§ Testo di lettura:
----

Per testare hard disk e SSD in Windows non è strettamente necessario utilizzare un programma di terze parti. Il sistema operativo Microsoft offre infatti un tool già presente in Windows per verificare la velocità delle unità di memorizzazione.

Usare Performance Monitor per effettuare test di hard disk e SSD

Windows integra un utile strumento chiamato Performance Monitor che consente di monitorare il funzionamento di hard disk e SSD.

Per avviare Performance Monitor in Windows basta premere la combinazione di tasti Windows+R quindi digitare perfmon e premere Invio.

Con un clic su Performance Monitor quindi sul pulsante “+” nella barra degli strumenti è possibile ottenere una lista dei parametri che possono essere verificati.

----

§ Istruzioni operative:
**A.** Elenca, nell'ordine indicato dal testo sui test di hard disk e SSD in Windows, tutte le azioni da compiere per avviare Performance Monitor.
**B.** Indica se ciascuna affermazione concorda con il testo sui test di hard disk e SSD in Windows. Rispondi sì o no e cita tra virgolette le parole del testo che lo stabiliscono.
(i) Per testare hard disk e SSD in Windows è indispensabile un programma di terze parti.
(ii) Per avviare Performance Monitor si digita perfmon dopo aver premuto Windows+R.
(iii) Il pulsante "+" si trova nella barra degli strumenti.
**C.** Trascrivi dal testo sui test di hard disk e SSD in Windows il passo che comincia con "Con un clic" e prosegue fino a "possono essere verificati.".

[Dati delle maschere di segmentazione]
----

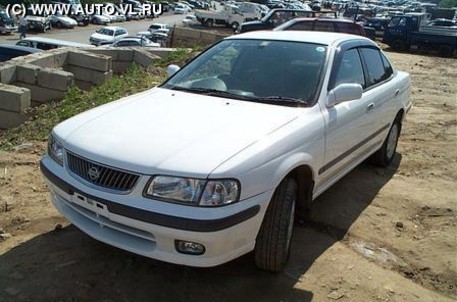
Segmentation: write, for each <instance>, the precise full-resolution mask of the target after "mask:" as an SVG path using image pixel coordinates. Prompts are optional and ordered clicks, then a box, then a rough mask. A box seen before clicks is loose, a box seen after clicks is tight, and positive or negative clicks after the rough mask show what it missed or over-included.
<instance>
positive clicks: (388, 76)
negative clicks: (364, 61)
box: [360, 48, 390, 87]
mask: <svg viewBox="0 0 457 302" xmlns="http://www.w3.org/2000/svg"><path fill="white" fill-rule="evenodd" d="M360 50H361V53H362V56H363V58H364V60H365V62H366V66H367V71H368V83H367V84H368V85H367V87H368V86H372V85H376V84H377V83H379V82H381V81H383V80H385V79H388V78H389V77H390V74H389V73H388V72H387V70H386V69H385V65H384V64H385V62H383V60H382V58H381V52H380V51H379V50H377V49H374V48H361V49H360Z"/></svg>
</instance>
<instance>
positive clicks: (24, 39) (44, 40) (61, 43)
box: [18, 36, 90, 47]
mask: <svg viewBox="0 0 457 302" xmlns="http://www.w3.org/2000/svg"><path fill="white" fill-rule="evenodd" d="M20 41H35V42H38V43H49V44H55V45H61V46H75V47H87V46H90V45H88V44H82V43H76V42H70V41H64V40H57V39H51V38H44V37H36V36H30V37H27V38H24V39H22V40H20ZM20 41H18V42H20Z"/></svg>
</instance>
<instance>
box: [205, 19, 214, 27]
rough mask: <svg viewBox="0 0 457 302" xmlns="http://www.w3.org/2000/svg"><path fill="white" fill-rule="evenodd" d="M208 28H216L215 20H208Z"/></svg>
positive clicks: (206, 20)
mask: <svg viewBox="0 0 457 302" xmlns="http://www.w3.org/2000/svg"><path fill="white" fill-rule="evenodd" d="M205 24H206V26H207V27H213V26H214V20H213V19H208V20H206V23H205Z"/></svg>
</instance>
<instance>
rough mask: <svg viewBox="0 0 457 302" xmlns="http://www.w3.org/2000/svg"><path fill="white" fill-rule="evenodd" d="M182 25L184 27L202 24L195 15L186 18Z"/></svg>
mask: <svg viewBox="0 0 457 302" xmlns="http://www.w3.org/2000/svg"><path fill="white" fill-rule="evenodd" d="M182 23H183V24H184V25H188V26H190V25H197V24H200V22H198V20H197V16H195V15H187V16H185V17H184V19H182Z"/></svg>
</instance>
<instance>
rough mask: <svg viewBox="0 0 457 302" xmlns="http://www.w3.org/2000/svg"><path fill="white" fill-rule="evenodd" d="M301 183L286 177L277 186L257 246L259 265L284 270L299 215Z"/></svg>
mask: <svg viewBox="0 0 457 302" xmlns="http://www.w3.org/2000/svg"><path fill="white" fill-rule="evenodd" d="M296 193H297V184H296V182H295V180H294V179H292V178H285V179H284V180H283V181H282V182H281V183H280V184H279V186H278V187H277V188H276V191H275V193H274V194H273V197H272V199H271V201H270V204H269V205H268V209H267V212H266V213H265V217H264V219H263V222H262V226H261V227H260V230H259V234H258V235H257V239H256V244H255V248H254V257H255V264H256V265H257V267H259V268H261V269H264V270H268V271H272V272H280V271H282V269H283V268H284V266H285V265H286V262H287V260H288V258H289V251H290V243H291V241H292V230H293V226H294V216H295V200H296V195H297V194H296Z"/></svg>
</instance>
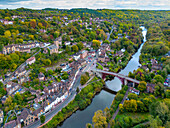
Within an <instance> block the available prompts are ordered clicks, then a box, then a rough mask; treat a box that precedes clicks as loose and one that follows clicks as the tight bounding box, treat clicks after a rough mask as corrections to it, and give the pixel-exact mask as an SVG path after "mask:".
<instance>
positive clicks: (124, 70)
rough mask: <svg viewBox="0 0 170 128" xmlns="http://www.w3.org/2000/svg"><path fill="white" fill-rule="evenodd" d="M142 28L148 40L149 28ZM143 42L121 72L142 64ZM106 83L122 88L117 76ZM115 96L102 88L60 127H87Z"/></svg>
mask: <svg viewBox="0 0 170 128" xmlns="http://www.w3.org/2000/svg"><path fill="white" fill-rule="evenodd" d="M140 28H142V30H143V31H142V34H143V36H144V39H143V42H146V33H147V30H146V29H145V27H143V26H141V27H140ZM143 44H144V43H143ZM143 44H142V45H141V46H140V48H139V49H138V51H137V52H136V53H135V54H134V55H133V56H132V58H131V60H130V61H129V63H128V64H127V66H126V67H125V68H124V69H123V70H121V71H120V74H123V75H128V73H129V72H133V70H136V69H138V66H140V63H139V56H140V54H141V53H140V52H141V49H142V46H143ZM106 84H107V86H108V87H109V88H110V89H113V90H115V91H119V90H120V89H121V81H120V80H119V79H118V78H117V77H115V78H114V79H113V80H111V81H107V82H106ZM114 97H115V95H113V94H110V93H108V92H106V91H104V90H102V91H101V92H100V93H99V94H98V95H96V96H95V97H94V98H93V100H92V103H91V104H90V105H89V106H88V107H87V108H86V109H84V110H83V111H80V110H78V111H76V112H75V113H74V114H72V115H71V116H70V117H69V118H68V119H66V120H65V121H64V122H63V124H62V125H61V126H60V128H85V127H86V123H92V118H93V115H94V113H95V112H96V111H97V110H104V109H105V108H106V107H108V108H110V106H111V103H112V101H113V99H114Z"/></svg>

----

§ Risultati delle consegne:
**A.**
1. Premere la combinazione di tasti Windows+R.
2. Digitare perfmon.
3. Premere Invio.

**B.**
(i) No: "non è strettamente necessario utilizzare un programma di terze parti".
(ii) Sì: "basta premere la combinazione di tasti Windows+R quindi digitare perfmon e premere Invio".
(iii) Sì: "sul pulsante “+” nella barra degli strumenti".

**C.**
Con un clic su Performance Monitor quindi sul pulsante “+” nella barra degli strumenti è possibile ottenere una lista dei parametri che possono essere verificati.